> **Instruction**
How many lines of the records contain the string "sill"? Case counts. Reply with the number alone.

> **Given records**

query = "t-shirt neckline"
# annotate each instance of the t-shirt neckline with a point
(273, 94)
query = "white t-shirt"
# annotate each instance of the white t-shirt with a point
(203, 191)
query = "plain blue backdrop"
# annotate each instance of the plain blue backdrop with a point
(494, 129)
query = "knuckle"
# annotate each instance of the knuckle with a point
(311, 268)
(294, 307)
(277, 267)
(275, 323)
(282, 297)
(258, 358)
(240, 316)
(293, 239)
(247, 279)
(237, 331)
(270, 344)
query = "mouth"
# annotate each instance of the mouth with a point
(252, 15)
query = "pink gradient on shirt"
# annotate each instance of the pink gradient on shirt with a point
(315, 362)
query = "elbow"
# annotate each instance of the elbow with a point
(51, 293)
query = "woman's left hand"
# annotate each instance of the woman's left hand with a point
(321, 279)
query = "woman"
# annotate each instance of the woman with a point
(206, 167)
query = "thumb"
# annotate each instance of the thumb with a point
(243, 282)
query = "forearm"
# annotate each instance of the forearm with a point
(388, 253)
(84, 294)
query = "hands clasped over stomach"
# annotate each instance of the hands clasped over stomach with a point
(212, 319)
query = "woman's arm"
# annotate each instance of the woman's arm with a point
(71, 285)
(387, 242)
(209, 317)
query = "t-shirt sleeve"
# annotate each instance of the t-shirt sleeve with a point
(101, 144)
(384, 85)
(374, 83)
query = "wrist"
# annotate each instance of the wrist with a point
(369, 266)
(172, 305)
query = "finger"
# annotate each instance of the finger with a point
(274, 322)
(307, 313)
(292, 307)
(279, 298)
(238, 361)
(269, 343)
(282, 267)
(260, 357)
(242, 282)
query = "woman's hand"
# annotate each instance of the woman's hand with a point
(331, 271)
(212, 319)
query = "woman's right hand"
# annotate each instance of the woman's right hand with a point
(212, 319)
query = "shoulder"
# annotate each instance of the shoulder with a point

---

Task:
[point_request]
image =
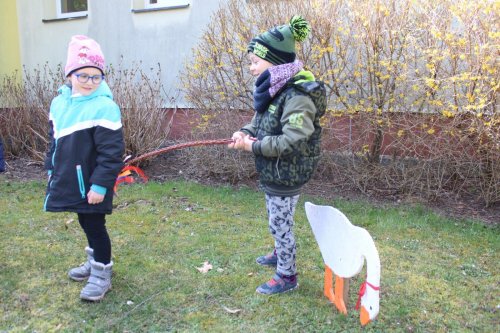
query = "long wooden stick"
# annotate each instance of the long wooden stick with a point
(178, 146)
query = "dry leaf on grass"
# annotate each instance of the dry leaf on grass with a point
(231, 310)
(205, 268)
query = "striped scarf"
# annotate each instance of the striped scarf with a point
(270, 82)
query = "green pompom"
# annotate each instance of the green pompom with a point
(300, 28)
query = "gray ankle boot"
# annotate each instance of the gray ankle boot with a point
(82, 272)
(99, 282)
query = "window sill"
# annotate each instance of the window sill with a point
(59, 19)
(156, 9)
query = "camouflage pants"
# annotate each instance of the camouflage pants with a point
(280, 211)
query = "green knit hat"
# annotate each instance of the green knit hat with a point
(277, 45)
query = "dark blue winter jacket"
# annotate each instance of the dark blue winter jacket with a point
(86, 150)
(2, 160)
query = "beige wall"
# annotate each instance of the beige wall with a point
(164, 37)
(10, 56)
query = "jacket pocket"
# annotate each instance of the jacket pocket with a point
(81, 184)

> **Expected output**
2